Written exercise
Reproduce verbatim the lines from the start of the records through the line containing "[697,109,729,142]", both ends included, and omit the pictures from your answer.

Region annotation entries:
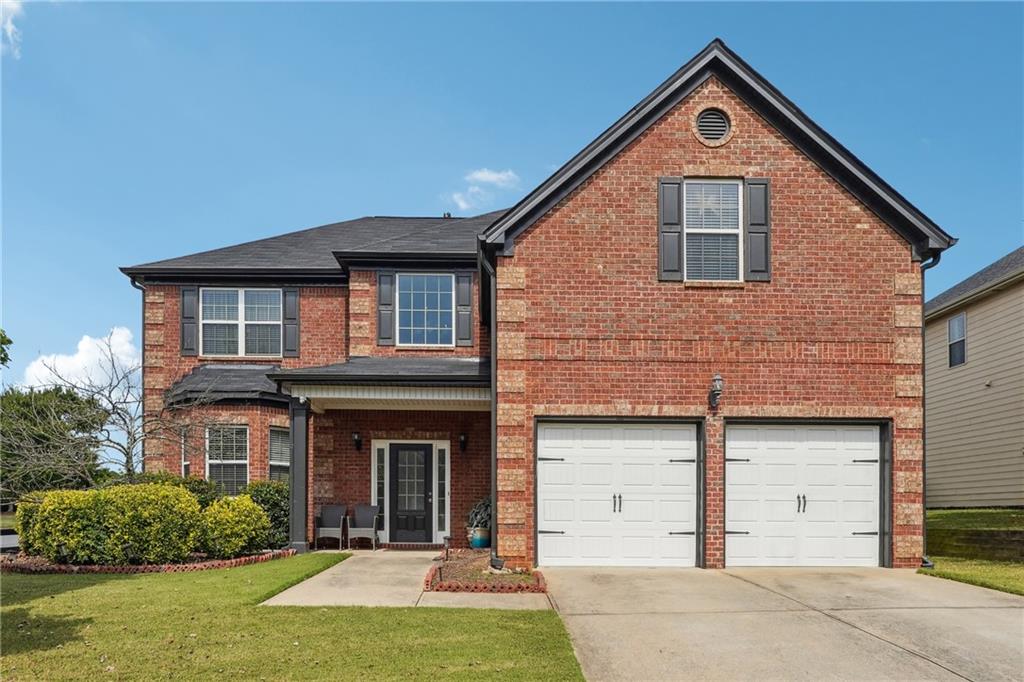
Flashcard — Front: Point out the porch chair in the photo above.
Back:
[313,505,348,549]
[348,505,380,550]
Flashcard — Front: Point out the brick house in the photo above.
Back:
[123,40,955,567]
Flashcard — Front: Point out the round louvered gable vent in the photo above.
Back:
[697,109,729,142]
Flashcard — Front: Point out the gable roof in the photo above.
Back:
[925,247,1024,318]
[480,38,956,258]
[121,211,503,276]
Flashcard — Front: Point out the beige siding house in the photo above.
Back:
[925,247,1024,508]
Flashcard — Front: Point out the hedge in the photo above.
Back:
[203,495,270,559]
[242,480,290,549]
[28,483,202,565]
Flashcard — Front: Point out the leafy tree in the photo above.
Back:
[0,329,13,367]
[0,386,108,502]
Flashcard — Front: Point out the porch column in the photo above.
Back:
[288,398,309,552]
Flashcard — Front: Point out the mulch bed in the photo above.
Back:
[0,549,295,573]
[423,549,548,593]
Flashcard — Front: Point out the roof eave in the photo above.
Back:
[925,269,1024,323]
[481,39,956,258]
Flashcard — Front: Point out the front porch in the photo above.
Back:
[272,357,493,551]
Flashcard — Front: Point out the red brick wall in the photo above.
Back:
[143,285,347,475]
[174,404,290,481]
[309,410,490,547]
[348,270,490,357]
[498,75,923,566]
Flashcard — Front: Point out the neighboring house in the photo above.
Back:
[925,247,1024,507]
[124,40,954,567]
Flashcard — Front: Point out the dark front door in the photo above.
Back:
[388,443,433,543]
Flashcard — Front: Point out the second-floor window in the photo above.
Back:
[946,312,967,367]
[396,273,455,346]
[683,179,742,282]
[200,289,281,356]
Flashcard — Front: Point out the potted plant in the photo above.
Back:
[466,498,490,549]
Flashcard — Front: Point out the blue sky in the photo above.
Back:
[0,0,1024,381]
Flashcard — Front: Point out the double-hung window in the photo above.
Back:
[206,426,249,495]
[946,312,967,367]
[270,426,292,483]
[200,289,281,356]
[683,179,743,282]
[396,272,455,346]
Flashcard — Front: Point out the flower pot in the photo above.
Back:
[469,528,490,549]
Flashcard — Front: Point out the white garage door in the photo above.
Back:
[725,426,880,566]
[537,424,697,566]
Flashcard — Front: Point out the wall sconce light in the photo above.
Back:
[708,374,725,410]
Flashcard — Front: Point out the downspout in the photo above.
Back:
[476,241,505,569]
[921,251,942,568]
[128,278,145,473]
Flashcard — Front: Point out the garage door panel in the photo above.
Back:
[578,462,615,487]
[538,424,697,566]
[725,425,880,565]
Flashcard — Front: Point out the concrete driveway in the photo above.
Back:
[544,568,1024,680]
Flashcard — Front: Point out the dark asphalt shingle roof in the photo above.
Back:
[925,247,1024,315]
[271,357,490,386]
[167,364,288,404]
[122,211,504,274]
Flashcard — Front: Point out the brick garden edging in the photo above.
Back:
[0,549,295,574]
[423,561,548,594]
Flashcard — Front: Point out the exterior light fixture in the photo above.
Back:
[708,374,725,410]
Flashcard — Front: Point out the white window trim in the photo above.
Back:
[683,177,743,282]
[393,272,457,348]
[199,287,285,358]
[370,438,452,545]
[204,424,250,485]
[270,426,292,480]
[946,310,967,370]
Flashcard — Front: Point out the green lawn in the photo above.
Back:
[928,509,1024,530]
[918,556,1024,595]
[0,554,582,681]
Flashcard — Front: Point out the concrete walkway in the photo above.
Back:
[544,568,1024,681]
[263,550,551,609]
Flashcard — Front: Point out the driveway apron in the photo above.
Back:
[544,568,1024,680]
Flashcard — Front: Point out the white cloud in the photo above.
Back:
[466,168,519,189]
[447,168,519,211]
[0,0,25,59]
[23,327,141,386]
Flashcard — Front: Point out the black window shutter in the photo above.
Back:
[743,178,771,282]
[657,177,683,281]
[281,287,299,357]
[377,272,394,346]
[181,287,199,355]
[455,273,473,346]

Full solution
Flashcard — Front: Point out the porch chair in the photo above.
Back:
[313,505,348,549]
[348,505,380,550]
Flashcard — Front: Point out the brick house in the photo above.
Back:
[123,40,955,567]
Flashcard — Front: Point out the round louvered gable vent in the photo above.
Back:
[697,109,729,142]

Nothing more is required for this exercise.